**Task**
Write out the items again, beginning with the first one and ending at the line containing "(1254, 719)", with both ends included and the requests kept. Scale every point coordinate in the answers by 1.95 and round each to a whole number, with halves rounded up, and leave the pictures out.
** START **
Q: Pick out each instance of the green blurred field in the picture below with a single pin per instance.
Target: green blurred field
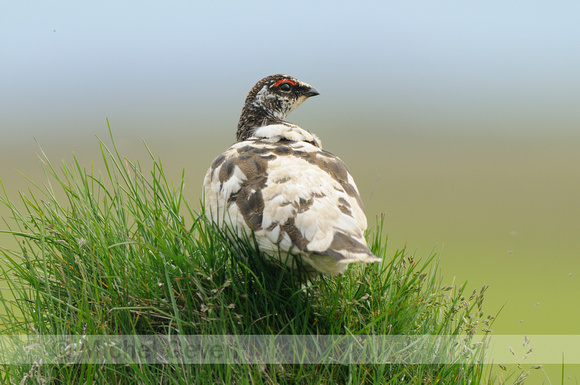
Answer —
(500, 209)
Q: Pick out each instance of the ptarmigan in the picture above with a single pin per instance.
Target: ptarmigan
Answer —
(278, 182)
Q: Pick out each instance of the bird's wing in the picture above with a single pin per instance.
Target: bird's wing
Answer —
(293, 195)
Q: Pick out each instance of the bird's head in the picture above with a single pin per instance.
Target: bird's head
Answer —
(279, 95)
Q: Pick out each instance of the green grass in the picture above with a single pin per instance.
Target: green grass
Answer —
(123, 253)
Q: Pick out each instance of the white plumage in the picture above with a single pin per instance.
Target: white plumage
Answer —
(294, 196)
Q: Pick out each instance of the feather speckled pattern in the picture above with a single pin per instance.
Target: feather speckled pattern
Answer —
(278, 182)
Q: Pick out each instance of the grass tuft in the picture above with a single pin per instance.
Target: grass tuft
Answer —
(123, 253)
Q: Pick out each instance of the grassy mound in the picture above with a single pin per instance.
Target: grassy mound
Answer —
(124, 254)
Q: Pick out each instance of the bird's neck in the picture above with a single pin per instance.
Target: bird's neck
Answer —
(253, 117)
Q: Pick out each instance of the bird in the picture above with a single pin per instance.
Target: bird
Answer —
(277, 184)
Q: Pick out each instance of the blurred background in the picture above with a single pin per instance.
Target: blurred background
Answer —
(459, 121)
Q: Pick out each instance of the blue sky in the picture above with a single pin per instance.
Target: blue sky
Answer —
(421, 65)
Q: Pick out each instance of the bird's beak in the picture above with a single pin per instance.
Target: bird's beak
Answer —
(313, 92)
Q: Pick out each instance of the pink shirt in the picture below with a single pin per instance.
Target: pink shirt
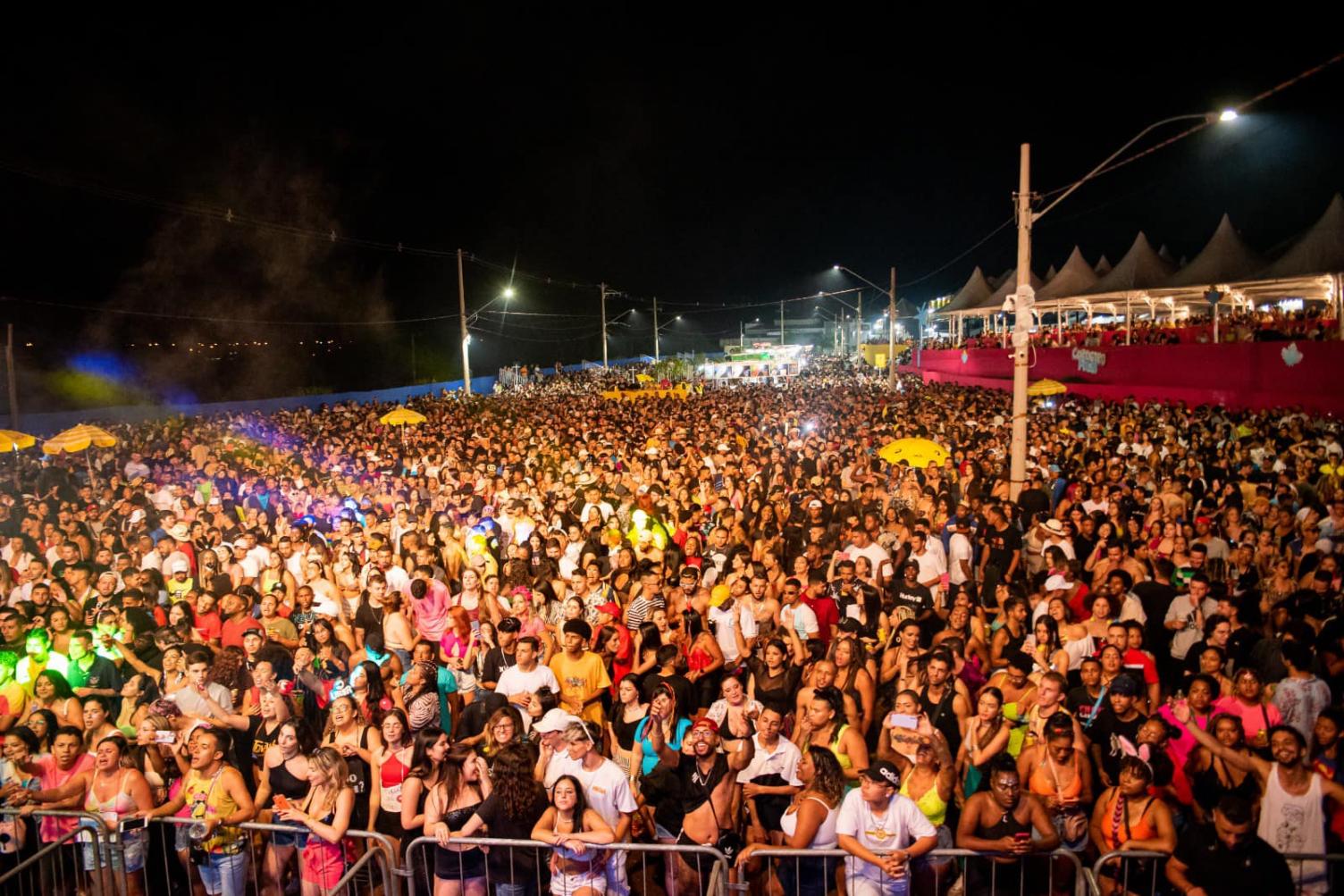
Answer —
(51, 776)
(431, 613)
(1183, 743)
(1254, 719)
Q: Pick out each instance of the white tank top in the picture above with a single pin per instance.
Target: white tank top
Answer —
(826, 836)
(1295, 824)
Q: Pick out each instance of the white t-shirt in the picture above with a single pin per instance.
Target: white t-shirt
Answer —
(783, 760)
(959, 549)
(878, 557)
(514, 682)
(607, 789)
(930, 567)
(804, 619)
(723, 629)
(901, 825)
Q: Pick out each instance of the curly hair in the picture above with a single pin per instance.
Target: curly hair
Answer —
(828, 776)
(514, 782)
** END **
**Problem solution**
Q: Pick out each instance of the green blurred field in the picture below with a single pin per instance.
Target: green blurred field
Answer —
(975, 408)
Q: Pick out each instance of the ptarmigan in the picture above with a single pin per instance.
Target: ptarmigan
Answer —
(542, 355)
Q: Pick out each instance of the bird's wing in the picture above with a single pin per instance.
Target: bird's wing
Answer —
(571, 380)
Q: Pick out each instance of the bird's head in the picture above with a single pin per instance.
Target: bird's head
Answer —
(544, 185)
Q: Pick out each instance of the green grass in the picture above with a single pin per instance.
Target: green grass
Answer —
(240, 493)
Q: Pick out each instance of the white plumage in the picture above with a single pin per instance.
Target: white plumage
Answer —
(573, 382)
Q: Pick out each instance of the feather speckled pattern in the picture above with a single pin per instance.
Target: feather speckled pattern
Answer —
(542, 355)
Q: Pick out each instance of the grass tuft in the picture above with a single pin per instance.
Target: grass tuft
Answer —
(240, 493)
Q: Pick out each instance of the grassy mound in the picture above with a single pin per instance.
Target: grassy mound
Answer —
(242, 495)
Q: Pick out each instance of the bird's neck in the picture above with a single pin per instance.
Target: bird's neck
Answer —
(493, 228)
Q: Pick out each instance of the bird in the picture above with a single pin per instance.
Target: bird
Answer —
(540, 359)
Q: Pick out each instance of the blurred background in the picture above with a single pin per instance.
Target: blurred background
Answer —
(895, 236)
Q: Pick out each instance of the blue sky in the picture above with a single pin per instance.
Target: blue sky
Answer —
(821, 127)
Q: Pick out each instance of the bird's beak in the picture above with a single pin per instance.
Target: bird's beak
Answer —
(610, 179)
Q: Pick out each instance of the pink shirt in the picture below with a single pin per instance.
Target: pink shirt
Answer —
(99, 1513)
(840, 1195)
(2307, 1449)
(2445, 1402)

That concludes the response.